[DATA FOR THIS EXERCISE — start]
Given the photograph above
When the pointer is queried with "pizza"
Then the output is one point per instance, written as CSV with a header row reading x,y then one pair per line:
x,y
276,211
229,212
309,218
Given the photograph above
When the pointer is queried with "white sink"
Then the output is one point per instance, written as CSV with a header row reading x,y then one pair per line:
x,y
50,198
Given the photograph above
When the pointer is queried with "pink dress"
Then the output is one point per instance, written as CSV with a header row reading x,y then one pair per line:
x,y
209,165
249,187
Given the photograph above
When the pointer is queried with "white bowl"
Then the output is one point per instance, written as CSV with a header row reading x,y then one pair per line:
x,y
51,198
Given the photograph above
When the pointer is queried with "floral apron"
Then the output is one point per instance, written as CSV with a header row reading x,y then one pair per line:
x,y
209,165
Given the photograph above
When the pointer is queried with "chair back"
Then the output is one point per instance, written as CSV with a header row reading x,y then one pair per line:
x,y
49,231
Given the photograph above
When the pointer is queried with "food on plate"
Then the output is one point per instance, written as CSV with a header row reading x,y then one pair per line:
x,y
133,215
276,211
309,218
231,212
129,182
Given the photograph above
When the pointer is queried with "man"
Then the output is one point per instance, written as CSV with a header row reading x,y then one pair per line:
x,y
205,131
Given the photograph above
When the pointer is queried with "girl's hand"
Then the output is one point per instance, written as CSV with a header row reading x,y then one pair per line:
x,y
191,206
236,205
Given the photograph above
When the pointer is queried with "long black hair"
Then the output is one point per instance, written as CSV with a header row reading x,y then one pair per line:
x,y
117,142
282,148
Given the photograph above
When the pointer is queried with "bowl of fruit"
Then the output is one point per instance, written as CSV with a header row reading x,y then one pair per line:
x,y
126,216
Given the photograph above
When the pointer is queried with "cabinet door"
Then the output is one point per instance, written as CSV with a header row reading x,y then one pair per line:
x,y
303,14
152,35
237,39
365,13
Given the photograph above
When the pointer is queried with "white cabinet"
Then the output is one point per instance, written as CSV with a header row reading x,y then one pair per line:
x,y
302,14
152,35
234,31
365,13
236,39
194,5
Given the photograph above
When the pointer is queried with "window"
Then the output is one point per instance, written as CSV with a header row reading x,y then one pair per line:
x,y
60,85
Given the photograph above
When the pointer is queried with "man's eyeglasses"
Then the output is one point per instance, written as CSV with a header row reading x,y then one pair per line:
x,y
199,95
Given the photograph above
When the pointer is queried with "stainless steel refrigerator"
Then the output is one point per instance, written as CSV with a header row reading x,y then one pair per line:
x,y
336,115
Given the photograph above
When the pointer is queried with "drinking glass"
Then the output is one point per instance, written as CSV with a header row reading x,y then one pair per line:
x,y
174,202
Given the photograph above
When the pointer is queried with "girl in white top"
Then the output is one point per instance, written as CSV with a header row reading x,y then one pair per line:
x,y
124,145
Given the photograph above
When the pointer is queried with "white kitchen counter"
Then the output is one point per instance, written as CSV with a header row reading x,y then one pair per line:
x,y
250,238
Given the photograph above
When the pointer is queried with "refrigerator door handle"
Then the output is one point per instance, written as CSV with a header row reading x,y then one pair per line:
[DATA FOR THIS EXERCISE — finish]
# TASK TO COMPLETE
Every entry above should be transcribed exactly as it appears.

# RESPONSE
Given the photograph above
When the pointer is queried with "pizza"
Then the output is one point per instance, written as CSV with a header row reading x,y then one pair per line:
x,y
276,211
229,212
309,218
Given the photograph above
When the pointer is queried with "white sink"
Then the output is one point per instance, written as CSV with a header row reading x,y then one pair per line:
x,y
50,198
Given the photograph above
When the pointer is queried with "pink dress"
Then the output is one point per instance, written as CSV with a header row reading x,y then one pair per line:
x,y
209,165
249,187
Given the photograph above
When the pointer is queried with "white bowl"
Then the output is one point per instance, written as CSV with a header row reading x,y then one pair per line:
x,y
51,198
Given the photograph above
When the pointer is queried with "floral apron"
Then the output is one point per instance, written as CSV with a header row reading x,y then one pair per line:
x,y
209,165
Given the photograph above
When the pointer is queried with "chair back"
Then the output is one point per instance, written as CSV with a header row reading x,y then one pair per line:
x,y
49,231
Given the photograph above
When the pointer is queried with "food on plate"
Then the output is one point per instance, written as CSV with a header row reading x,y then one pair per line:
x,y
133,215
276,211
309,218
231,212
129,182
Given the photograph above
When the pointer is queried with "man"
Then the output is one point per instance, written as CSV with a header row reading x,y then one pair per line:
x,y
205,131
Given the photograph above
When the pointer is queried with "girl's hand"
Then the output is one point per instance, written as CSV with a header row reading x,y then one pair per line:
x,y
191,206
236,205
Given the photograph above
When the pointer is queried with "long black hair"
Then the output is one point per instance, written as CSV with a header row reading x,y then one pair per line:
x,y
117,142
282,148
Given the photograph above
When the pointer is queried with "bowl of fruit"
Then the output is one point per instance, written as CSV with a header row reading x,y then one pair per line:
x,y
126,216
Given the photograph above
When the pointer is queried with "cabinet door"
Then the output is one point per instance, written as CSV with a header row reading x,y then one pair per line:
x,y
303,14
152,35
237,39
365,13
Given the photograph above
When the pointer is queried with "white cabinet"
Then the output is one point per instance, written as CSV with a header row reading x,y then one pair per line:
x,y
302,14
152,35
234,31
365,13
236,39
194,5
Given the photograph above
When the pointer is queried with "window"
Then the output is one point per instance, written as CSV with a header row reading x,y then one pair per line:
x,y
60,85
Given the photograph above
When the pointer is queried with "man's eyeglasses"
Then the output is one point per instance, written as CSV with a header row reading x,y then one pair per line:
x,y
199,95
Given the photograph above
When the pointer is queried with "stainless steel refrigerator"
Then the output is one point per instance, written as CSV with a header row reading x,y then one pair per line:
x,y
336,115
Given the photograph above
When the pointer is queried with "drinking glass"
Then the output is one point per instance, written as CSV with a header row reading x,y then one pair per line:
x,y
174,202
Given the photograph above
When the pointer is queried with "girl in white top"
Then the output is one point per instance, written as CSV with a header row reading x,y then one pair per line:
x,y
124,145
Given the photograph above
When the pointer is queried with "white kitchen counter"
Then the output is one point per instance, written as CSV with a header row reading x,y then one pair per line:
x,y
250,238
Given the photograph above
When the pointer is queried with "refrigerator door handle"
Then the output is one point per instance, written as CSV with a header row reading x,y then one pair per line:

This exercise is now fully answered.